- OBJECTIVE
Rewrite every line of the items below as a Markdown table with a Row column for the row number and an Entry column for the line. Omit blank lines, and leave the pictures out of the answer.

- EXCERPTED DATA
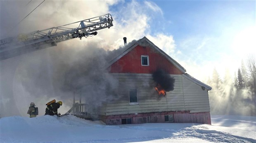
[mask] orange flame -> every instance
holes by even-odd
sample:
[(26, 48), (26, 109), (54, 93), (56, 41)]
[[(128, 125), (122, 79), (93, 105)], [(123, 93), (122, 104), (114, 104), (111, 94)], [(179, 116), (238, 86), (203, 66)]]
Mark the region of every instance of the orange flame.
[(155, 88), (159, 96), (165, 96), (166, 95), (166, 92), (163, 89), (162, 89), (161, 86), (159, 84)]

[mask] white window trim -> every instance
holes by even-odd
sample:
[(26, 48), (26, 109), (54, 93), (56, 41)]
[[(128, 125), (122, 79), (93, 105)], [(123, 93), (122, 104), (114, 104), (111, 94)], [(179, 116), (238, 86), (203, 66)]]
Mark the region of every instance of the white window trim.
[(131, 89), (136, 89), (136, 96), (137, 97), (137, 102), (131, 102), (130, 101), (130, 90), (129, 90), (128, 96), (129, 96), (129, 105), (139, 105), (139, 99), (138, 99), (138, 90), (137, 88), (130, 88)]
[[(142, 65), (142, 57), (147, 57), (147, 65)], [(148, 55), (141, 55), (140, 57), (140, 62), (141, 62), (141, 65), (142, 66), (149, 66), (149, 57)]]

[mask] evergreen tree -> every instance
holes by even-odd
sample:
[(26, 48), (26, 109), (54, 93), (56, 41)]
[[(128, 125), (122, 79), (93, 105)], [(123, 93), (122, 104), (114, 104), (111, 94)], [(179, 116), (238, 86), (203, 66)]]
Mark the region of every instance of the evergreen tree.
[(237, 88), (239, 90), (244, 88), (245, 86), (244, 81), (239, 68), (238, 69), (238, 71), (237, 72)]
[(234, 79), (234, 86), (237, 88), (238, 87), (238, 79), (237, 78), (237, 73), (235, 72), (235, 78)]
[(241, 72), (242, 77), (244, 81), (244, 85), (245, 87), (247, 87), (248, 86), (248, 74), (247, 72), (246, 67), (245, 66), (244, 66), (244, 64), (243, 60), (242, 60), (241, 62)]

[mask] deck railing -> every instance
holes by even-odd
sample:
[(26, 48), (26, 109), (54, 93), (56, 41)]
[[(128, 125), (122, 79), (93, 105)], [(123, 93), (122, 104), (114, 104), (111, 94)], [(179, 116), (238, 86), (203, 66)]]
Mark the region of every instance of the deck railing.
[(67, 112), (71, 115), (87, 115), (87, 106), (85, 103), (76, 103)]

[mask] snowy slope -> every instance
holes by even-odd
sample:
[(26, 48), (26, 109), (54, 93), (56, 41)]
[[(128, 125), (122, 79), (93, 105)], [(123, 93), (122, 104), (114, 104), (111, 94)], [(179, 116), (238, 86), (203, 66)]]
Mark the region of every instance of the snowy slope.
[(256, 143), (256, 117), (212, 116), (212, 125), (107, 126), (71, 115), (0, 119), (0, 143)]

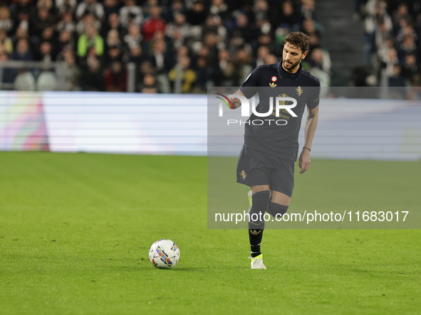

- FINAL RESULT
| Row | Entry |
|---|---|
| 1 | [mask] orange flame -> every instance |
| 2 | holes by even-odd |
| 3 | sample: |
| 4 | [(26, 48), (26, 109), (54, 93), (56, 41)] |
| 5 | [[(128, 125), (122, 79), (93, 105)], [(123, 93), (122, 104), (114, 104), (111, 94)], [(179, 116), (238, 86), (203, 66)]] |
| 6 | Mark the region of every instance of the orange flame. |
| 7 | [(155, 88), (159, 96), (165, 96), (166, 95), (166, 92), (163, 89), (162, 89), (161, 86), (159, 84)] |
| 8 | [mask] white window trim -> every instance |
| 9 | holes by even-odd |
| 10 | sample: |
| 11 | [(26, 48), (26, 109), (54, 93), (56, 41)] |
| 12 | [[(128, 125), (122, 79), (93, 105)], [(123, 93), (122, 104), (114, 104), (111, 94)], [(179, 116), (238, 86), (203, 66)]] |
| 13 | Mark the region of every instance of the white window trim. |
| 14 | [(131, 89), (136, 89), (136, 96), (137, 97), (137, 102), (131, 102), (130, 101), (130, 90), (129, 90), (128, 96), (129, 96), (129, 105), (139, 105), (139, 99), (138, 99), (138, 90), (137, 88), (130, 88)] |
| 15 | [[(142, 65), (142, 57), (147, 57), (147, 65)], [(148, 55), (141, 55), (140, 57), (140, 62), (141, 62), (141, 65), (142, 66), (149, 66), (149, 57)]] |
| 16 | [mask] evergreen tree -> every instance |
| 17 | holes by even-odd |
| 18 | sample: |
| 19 | [(26, 48), (26, 109), (54, 93), (56, 41)] |
| 20 | [[(128, 125), (122, 79), (93, 105)], [(123, 93), (122, 104), (114, 104), (111, 94)], [(179, 116), (238, 86), (203, 66)]] |
| 21 | Mark the region of every instance of the evergreen tree. |
| 22 | [(237, 88), (239, 90), (244, 88), (245, 86), (244, 81), (239, 68), (238, 69), (238, 71), (237, 72)] |
| 23 | [(234, 79), (234, 86), (237, 88), (238, 87), (238, 79), (237, 78), (237, 73), (235, 72), (235, 78)] |
| 24 | [(241, 72), (242, 77), (244, 81), (244, 85), (245, 87), (247, 87), (248, 86), (248, 74), (247, 72), (246, 67), (245, 66), (244, 66), (244, 64), (243, 60), (242, 60), (241, 62)] |
| 25 | [mask] deck railing -> every instance |
| 26 | holes by even-odd |
| 27 | sample: |
| 28 | [(26, 48), (26, 109), (54, 93), (56, 41)] |
| 29 | [[(128, 125), (122, 79), (93, 105)], [(123, 93), (122, 104), (114, 104), (111, 94)], [(179, 116), (238, 86), (203, 66)]] |
| 30 | Mark the region of every instance of the deck railing. |
| 31 | [(67, 112), (71, 115), (87, 115), (87, 106), (85, 103), (76, 103)] |
| 32 | [mask] snowy slope -> every instance |
| 33 | holes by even-odd |
| 34 | sample: |
| 35 | [(26, 48), (26, 109), (54, 93), (56, 41)] |
| 36 | [[(128, 125), (122, 79), (93, 105)], [(123, 93), (122, 104), (114, 104), (111, 94)], [(179, 116), (238, 86), (203, 66)]] |
| 37 | Mark the region of every instance of the snowy slope. |
| 38 | [(256, 143), (256, 117), (212, 116), (212, 125), (107, 126), (71, 115), (0, 119), (0, 143)] |